PASSAGE:
I’m a hospital chaplain. At our hospitals, each time someone dies, we talk with the next of kin about the funeral home they will be using.
We talk about more than that, of course, offering compassion and presence and giving permission for questions and pain. But I tell you about the funeral home conversation to let you know that we always connect with people in their hardest moments.
Even when the person that dies is only a few weeks from their beginning.
I’m realizing that, like all of my colleagues, I’m formed by facing death regularly. It means, for example, that when I think of babies, the majority of my experience during the past five years has not been happy.
So when I wrote to a couple of friends about the advent of a grandchild shortly after Advent 2022, as we remember the loss of a grandchild in 2020, I said to them, “you know what I do and what I see and what that means for my expectation of the worst. (I know, right? It’s a happy time. But you know me, for which I am grateful).”

THE DATA:
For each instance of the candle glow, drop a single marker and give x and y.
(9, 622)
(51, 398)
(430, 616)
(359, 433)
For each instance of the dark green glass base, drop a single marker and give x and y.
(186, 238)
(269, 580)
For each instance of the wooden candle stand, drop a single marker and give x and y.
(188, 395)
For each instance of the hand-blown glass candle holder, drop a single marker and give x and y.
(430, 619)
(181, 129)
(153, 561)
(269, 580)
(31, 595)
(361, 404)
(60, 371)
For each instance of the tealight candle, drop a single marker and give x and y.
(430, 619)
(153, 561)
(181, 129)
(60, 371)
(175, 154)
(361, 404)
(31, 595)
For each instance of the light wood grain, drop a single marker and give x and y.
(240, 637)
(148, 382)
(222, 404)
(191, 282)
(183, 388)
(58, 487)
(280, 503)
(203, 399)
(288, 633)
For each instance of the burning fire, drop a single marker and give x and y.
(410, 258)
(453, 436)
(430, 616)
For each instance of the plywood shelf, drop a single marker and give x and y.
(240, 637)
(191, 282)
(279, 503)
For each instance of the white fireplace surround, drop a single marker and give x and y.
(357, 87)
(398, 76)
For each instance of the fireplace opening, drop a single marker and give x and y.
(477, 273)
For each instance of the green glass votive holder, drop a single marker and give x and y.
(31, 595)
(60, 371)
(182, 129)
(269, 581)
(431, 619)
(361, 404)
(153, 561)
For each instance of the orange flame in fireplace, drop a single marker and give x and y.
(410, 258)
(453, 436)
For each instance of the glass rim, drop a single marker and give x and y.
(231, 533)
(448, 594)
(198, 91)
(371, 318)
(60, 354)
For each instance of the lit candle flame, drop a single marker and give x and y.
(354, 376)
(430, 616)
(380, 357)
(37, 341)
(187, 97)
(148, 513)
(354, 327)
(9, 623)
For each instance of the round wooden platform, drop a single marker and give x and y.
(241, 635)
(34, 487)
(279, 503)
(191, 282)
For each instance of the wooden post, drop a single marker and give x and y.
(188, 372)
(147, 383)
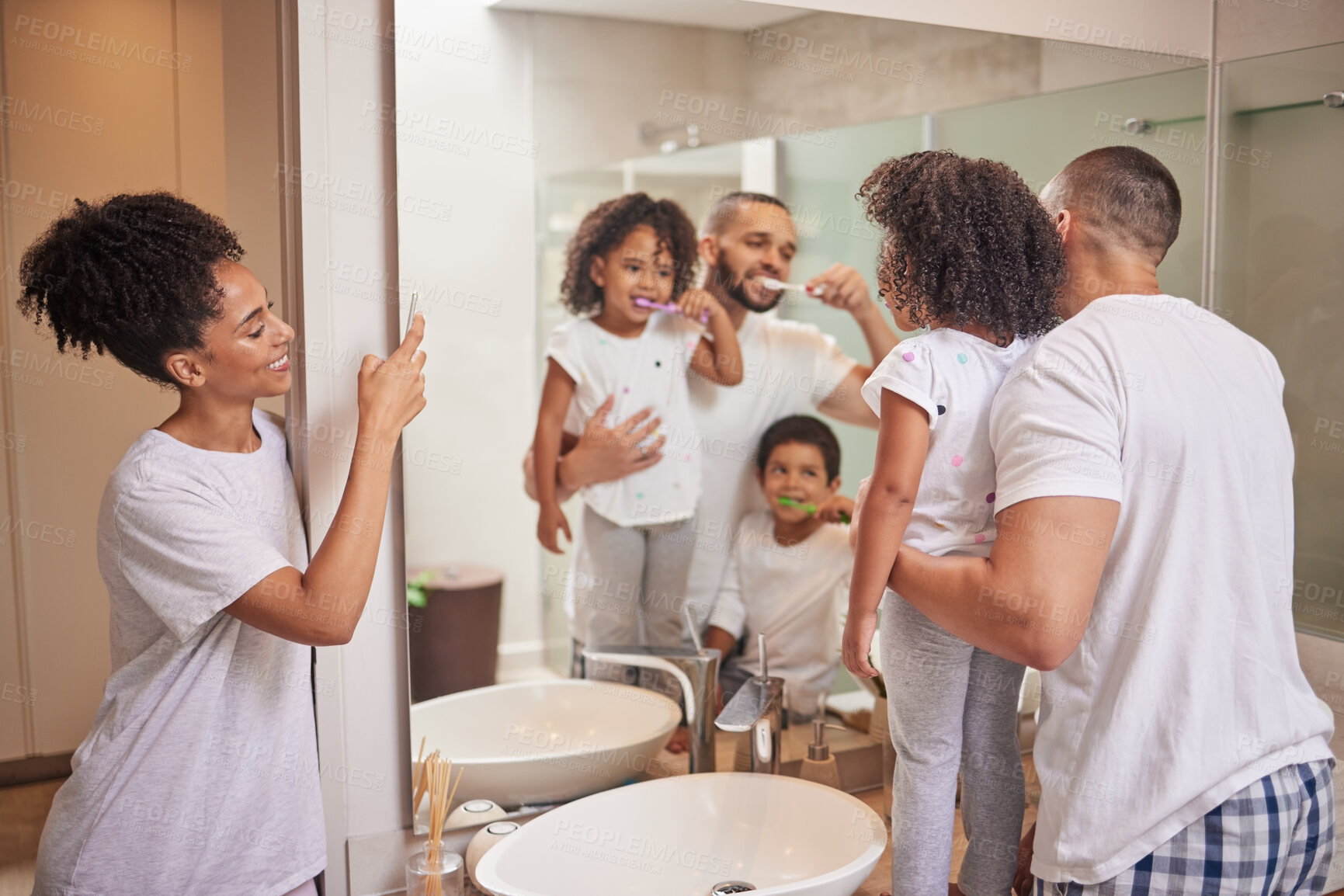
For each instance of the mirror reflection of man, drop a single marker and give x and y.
(789, 368)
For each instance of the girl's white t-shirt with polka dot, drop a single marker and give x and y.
(645, 371)
(953, 377)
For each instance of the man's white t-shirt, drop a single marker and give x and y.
(1186, 686)
(200, 773)
(953, 378)
(788, 368)
(645, 371)
(794, 596)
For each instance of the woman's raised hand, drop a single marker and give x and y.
(391, 393)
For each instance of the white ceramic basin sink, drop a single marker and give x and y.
(683, 836)
(540, 741)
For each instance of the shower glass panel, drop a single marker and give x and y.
(1280, 276)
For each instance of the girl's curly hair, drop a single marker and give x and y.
(967, 242)
(134, 274)
(606, 227)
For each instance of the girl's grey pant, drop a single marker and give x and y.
(629, 583)
(950, 707)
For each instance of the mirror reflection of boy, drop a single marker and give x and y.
(789, 572)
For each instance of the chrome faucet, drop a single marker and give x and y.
(759, 707)
(695, 669)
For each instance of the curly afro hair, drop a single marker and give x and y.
(967, 242)
(606, 227)
(134, 276)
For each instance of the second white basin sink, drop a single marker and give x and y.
(540, 741)
(684, 836)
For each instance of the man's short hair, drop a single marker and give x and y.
(807, 430)
(1123, 193)
(728, 207)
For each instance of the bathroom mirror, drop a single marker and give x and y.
(514, 123)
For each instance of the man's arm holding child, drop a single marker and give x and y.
(1031, 598)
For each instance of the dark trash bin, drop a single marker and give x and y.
(454, 637)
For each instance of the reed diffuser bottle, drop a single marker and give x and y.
(433, 870)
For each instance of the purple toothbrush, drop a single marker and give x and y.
(667, 307)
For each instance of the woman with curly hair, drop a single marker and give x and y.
(200, 773)
(968, 253)
(643, 329)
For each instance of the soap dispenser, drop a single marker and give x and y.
(820, 766)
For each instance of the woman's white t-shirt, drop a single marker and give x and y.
(200, 773)
(645, 371)
(953, 377)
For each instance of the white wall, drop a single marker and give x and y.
(1154, 26)
(346, 180)
(467, 143)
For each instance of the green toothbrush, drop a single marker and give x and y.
(808, 508)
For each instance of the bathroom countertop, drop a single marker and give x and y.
(879, 880)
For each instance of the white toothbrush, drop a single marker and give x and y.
(769, 283)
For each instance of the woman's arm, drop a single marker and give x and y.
(902, 448)
(718, 360)
(323, 605)
(557, 393)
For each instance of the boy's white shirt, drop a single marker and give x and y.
(794, 594)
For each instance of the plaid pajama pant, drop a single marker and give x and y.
(1270, 839)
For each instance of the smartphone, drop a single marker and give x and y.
(410, 318)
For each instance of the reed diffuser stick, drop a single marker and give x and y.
(439, 773)
(417, 791)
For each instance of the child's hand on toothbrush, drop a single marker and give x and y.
(840, 287)
(698, 305)
(838, 508)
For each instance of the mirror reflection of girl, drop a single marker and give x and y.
(634, 547)
(969, 253)
(200, 773)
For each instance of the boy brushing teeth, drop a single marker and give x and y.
(789, 572)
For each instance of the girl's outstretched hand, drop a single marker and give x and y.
(549, 524)
(858, 642)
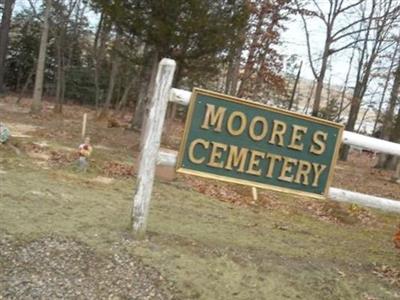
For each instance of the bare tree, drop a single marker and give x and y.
(115, 64)
(345, 86)
(295, 86)
(386, 84)
(4, 30)
(36, 106)
(336, 39)
(64, 13)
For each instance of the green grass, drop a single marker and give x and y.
(207, 248)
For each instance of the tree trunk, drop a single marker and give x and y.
(4, 37)
(124, 98)
(385, 87)
(320, 81)
(388, 130)
(26, 85)
(309, 98)
(97, 56)
(232, 75)
(59, 86)
(110, 91)
(147, 88)
(36, 106)
(346, 82)
(295, 87)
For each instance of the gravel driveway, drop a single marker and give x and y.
(56, 267)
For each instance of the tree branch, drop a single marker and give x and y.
(308, 42)
(350, 6)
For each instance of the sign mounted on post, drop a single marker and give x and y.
(246, 142)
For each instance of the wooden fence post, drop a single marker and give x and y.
(151, 136)
(84, 121)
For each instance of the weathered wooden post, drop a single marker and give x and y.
(84, 121)
(150, 145)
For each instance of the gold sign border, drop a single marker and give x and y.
(198, 91)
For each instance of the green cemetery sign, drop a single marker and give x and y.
(245, 142)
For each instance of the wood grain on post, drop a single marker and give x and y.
(151, 136)
(84, 121)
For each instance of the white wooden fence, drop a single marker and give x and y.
(150, 154)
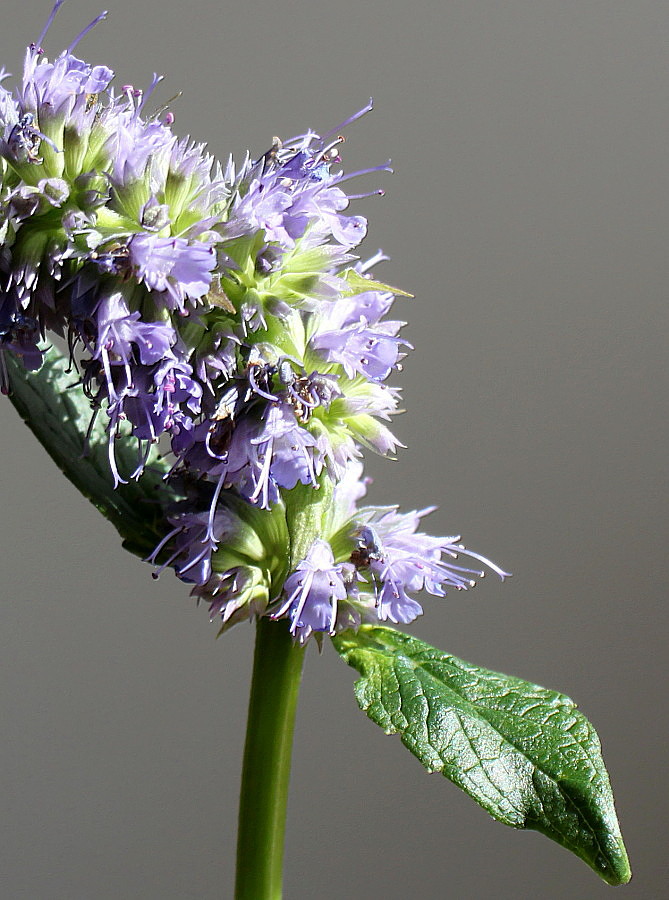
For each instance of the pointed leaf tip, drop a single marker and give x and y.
(523, 752)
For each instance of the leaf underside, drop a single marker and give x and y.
(524, 753)
(55, 408)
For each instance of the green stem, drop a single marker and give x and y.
(277, 670)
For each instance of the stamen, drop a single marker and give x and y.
(103, 15)
(353, 118)
(40, 40)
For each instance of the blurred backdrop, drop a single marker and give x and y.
(529, 215)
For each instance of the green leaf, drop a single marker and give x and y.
(58, 413)
(525, 753)
(359, 283)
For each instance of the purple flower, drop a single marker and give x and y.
(401, 559)
(313, 593)
(350, 332)
(174, 267)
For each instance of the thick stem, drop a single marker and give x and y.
(277, 670)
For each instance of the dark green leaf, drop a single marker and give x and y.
(58, 413)
(525, 753)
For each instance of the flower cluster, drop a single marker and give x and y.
(224, 311)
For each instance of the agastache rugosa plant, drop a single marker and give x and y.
(225, 357)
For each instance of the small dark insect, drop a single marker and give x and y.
(24, 140)
(368, 548)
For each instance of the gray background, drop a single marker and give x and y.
(529, 214)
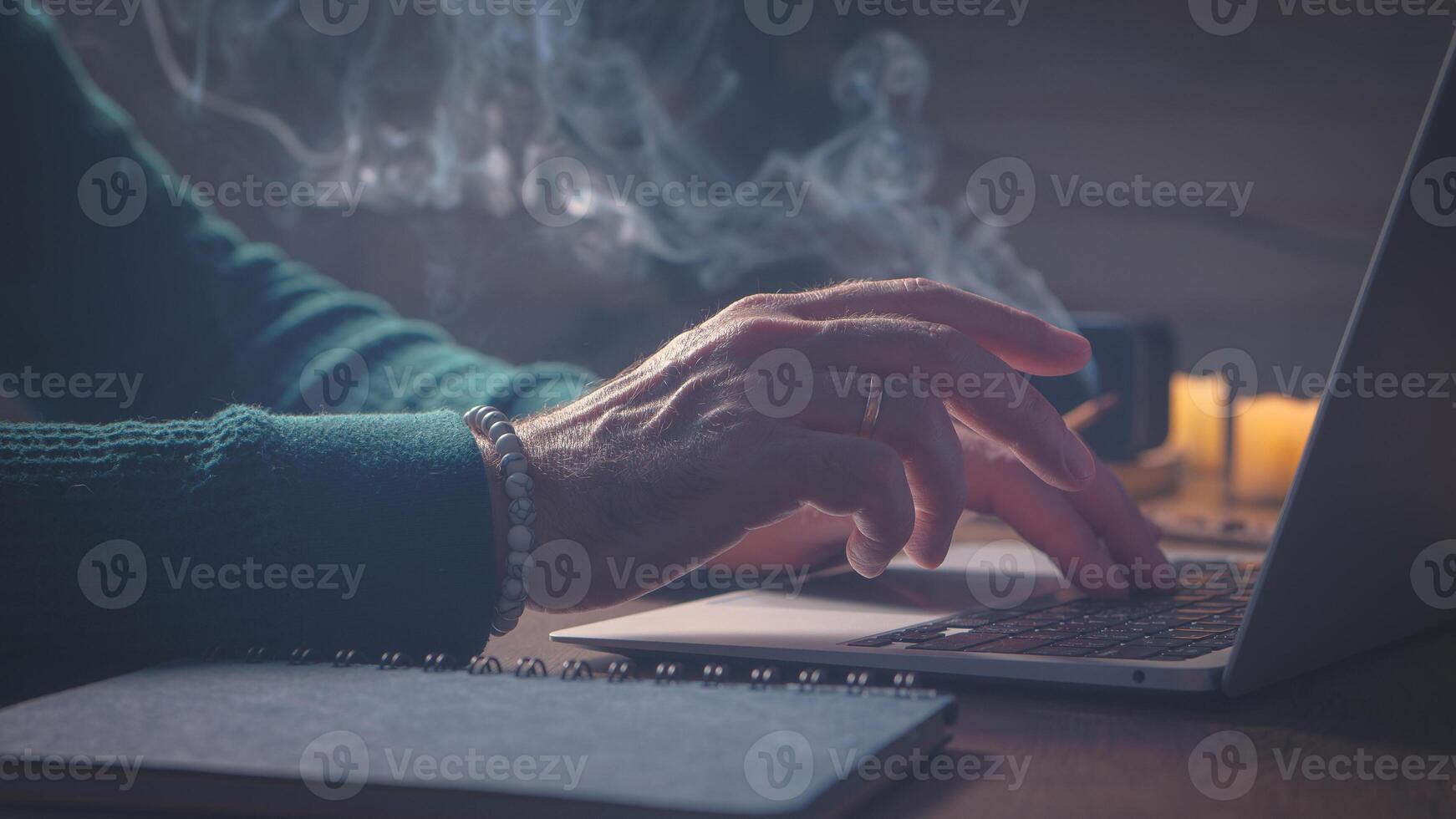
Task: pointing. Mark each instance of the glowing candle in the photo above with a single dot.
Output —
(1269, 440)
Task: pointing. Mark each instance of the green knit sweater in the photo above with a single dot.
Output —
(176, 371)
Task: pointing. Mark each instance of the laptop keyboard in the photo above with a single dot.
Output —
(1200, 618)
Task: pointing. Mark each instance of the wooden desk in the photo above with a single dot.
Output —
(1106, 754)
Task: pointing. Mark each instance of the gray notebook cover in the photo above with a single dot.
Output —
(357, 740)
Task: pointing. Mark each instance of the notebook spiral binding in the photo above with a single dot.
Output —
(667, 673)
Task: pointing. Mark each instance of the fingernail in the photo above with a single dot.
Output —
(1073, 343)
(1077, 457)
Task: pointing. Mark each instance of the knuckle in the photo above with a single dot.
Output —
(757, 332)
(939, 336)
(751, 303)
(920, 284)
(1041, 418)
(883, 467)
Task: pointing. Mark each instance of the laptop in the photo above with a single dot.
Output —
(1363, 553)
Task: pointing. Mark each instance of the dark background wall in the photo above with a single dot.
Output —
(1315, 112)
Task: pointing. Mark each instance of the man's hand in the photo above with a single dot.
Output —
(741, 422)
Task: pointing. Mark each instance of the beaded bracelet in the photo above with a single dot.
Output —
(492, 424)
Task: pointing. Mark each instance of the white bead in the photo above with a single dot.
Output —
(523, 511)
(519, 485)
(513, 463)
(508, 444)
(520, 538)
(513, 589)
(516, 563)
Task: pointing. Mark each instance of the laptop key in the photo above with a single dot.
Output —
(916, 638)
(955, 642)
(1128, 652)
(1011, 646)
(1184, 634)
(1059, 650)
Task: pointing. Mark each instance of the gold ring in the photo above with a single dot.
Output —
(874, 396)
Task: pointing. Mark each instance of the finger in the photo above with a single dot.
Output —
(1128, 536)
(922, 432)
(1024, 341)
(979, 389)
(852, 476)
(1046, 518)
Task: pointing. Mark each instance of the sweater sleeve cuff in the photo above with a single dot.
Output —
(405, 499)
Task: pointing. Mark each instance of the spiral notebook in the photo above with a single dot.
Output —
(333, 740)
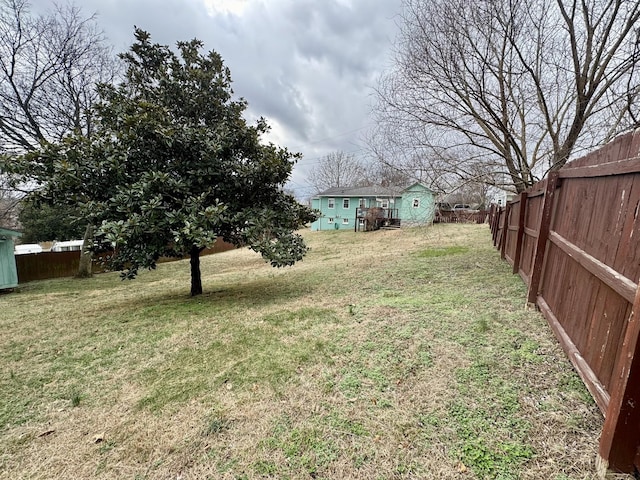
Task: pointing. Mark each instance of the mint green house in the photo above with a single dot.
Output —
(368, 208)
(8, 272)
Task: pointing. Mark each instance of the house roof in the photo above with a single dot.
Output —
(371, 191)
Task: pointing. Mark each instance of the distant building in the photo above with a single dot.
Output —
(361, 208)
(8, 271)
(68, 246)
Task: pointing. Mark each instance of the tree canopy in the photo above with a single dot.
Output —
(172, 164)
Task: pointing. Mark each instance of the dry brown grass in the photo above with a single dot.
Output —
(369, 359)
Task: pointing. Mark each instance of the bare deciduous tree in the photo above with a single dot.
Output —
(49, 65)
(337, 169)
(516, 86)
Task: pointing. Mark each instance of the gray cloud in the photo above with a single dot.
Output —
(307, 66)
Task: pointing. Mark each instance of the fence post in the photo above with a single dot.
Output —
(520, 235)
(505, 230)
(619, 440)
(494, 214)
(543, 236)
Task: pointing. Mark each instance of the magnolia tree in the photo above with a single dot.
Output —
(171, 165)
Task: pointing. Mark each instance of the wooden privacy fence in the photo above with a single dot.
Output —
(574, 238)
(40, 266)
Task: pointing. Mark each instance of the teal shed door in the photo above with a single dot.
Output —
(8, 274)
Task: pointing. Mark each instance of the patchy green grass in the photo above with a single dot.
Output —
(400, 354)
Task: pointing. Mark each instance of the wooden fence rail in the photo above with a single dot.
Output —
(574, 238)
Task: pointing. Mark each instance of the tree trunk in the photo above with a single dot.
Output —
(196, 279)
(84, 269)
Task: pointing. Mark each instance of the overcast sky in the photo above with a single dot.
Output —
(308, 66)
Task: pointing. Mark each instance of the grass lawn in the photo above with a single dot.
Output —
(383, 355)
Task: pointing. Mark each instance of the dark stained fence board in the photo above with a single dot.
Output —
(574, 238)
(622, 285)
(598, 392)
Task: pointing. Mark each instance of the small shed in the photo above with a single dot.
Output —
(8, 272)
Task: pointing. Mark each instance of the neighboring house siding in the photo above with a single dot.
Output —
(339, 207)
(418, 206)
(338, 217)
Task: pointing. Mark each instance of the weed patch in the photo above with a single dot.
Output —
(391, 354)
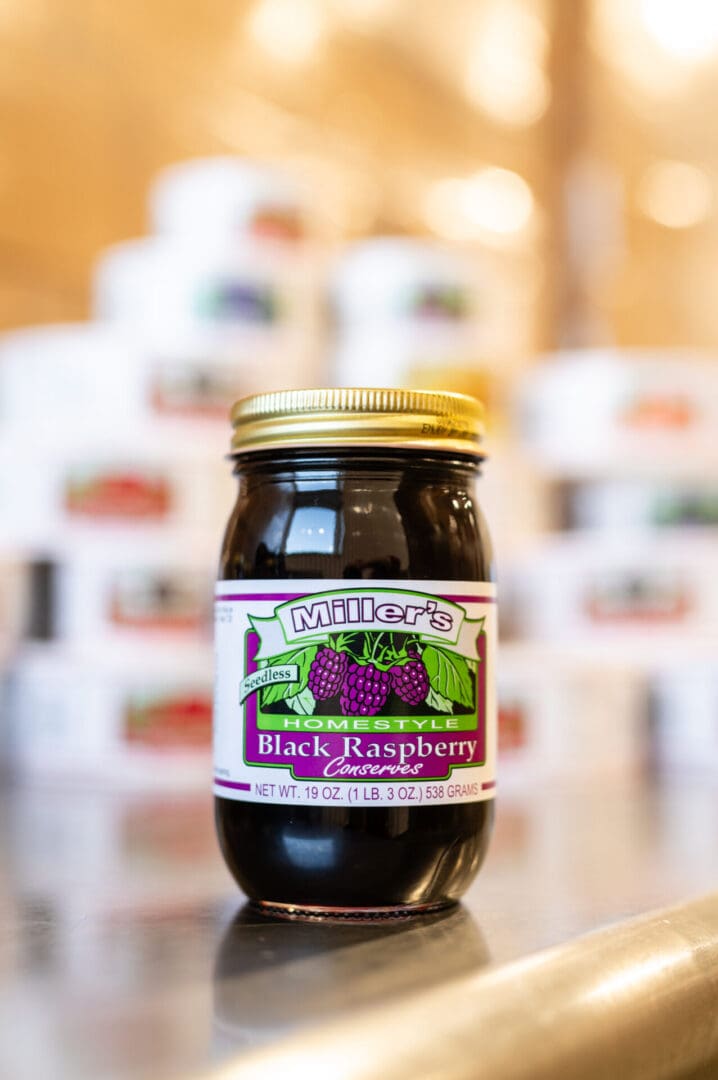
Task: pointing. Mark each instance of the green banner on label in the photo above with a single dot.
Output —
(369, 725)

EXERCISE DESCRIPTION: Carry on the hospital chaplain's reflection on death and a coming grandchild, starting after its last sentence.

TASK OUTPUT:
After talking about her own experiences, my friend Jen wrote this to me: “I told my best friend how scared I was to even hope; That it felt like accepting the possibility of horror and tragedy was far easier than accepting the possibility of a baby. She replied, ‘That’s OK. You don’t need to hope. I will do that for you. I will hold onto hope for you.’ That, friend, is my promise to you. I’ll hold hope when you cannot.”
It’s been a month since she wrote to me. I still can’t read those words out loud. Literally. The gift is too precious to vocalize.
But, I think that maybe you need Jen’s words, too. You need to know that in the middle of understandable fear, you can do the living part. And maybe someone else can hold hope for you. Maybe I can.
The truth of course, I think as I write this, is that often when I walk into those rooms, part of what I am doing is holding hope in my heart until the family is ready.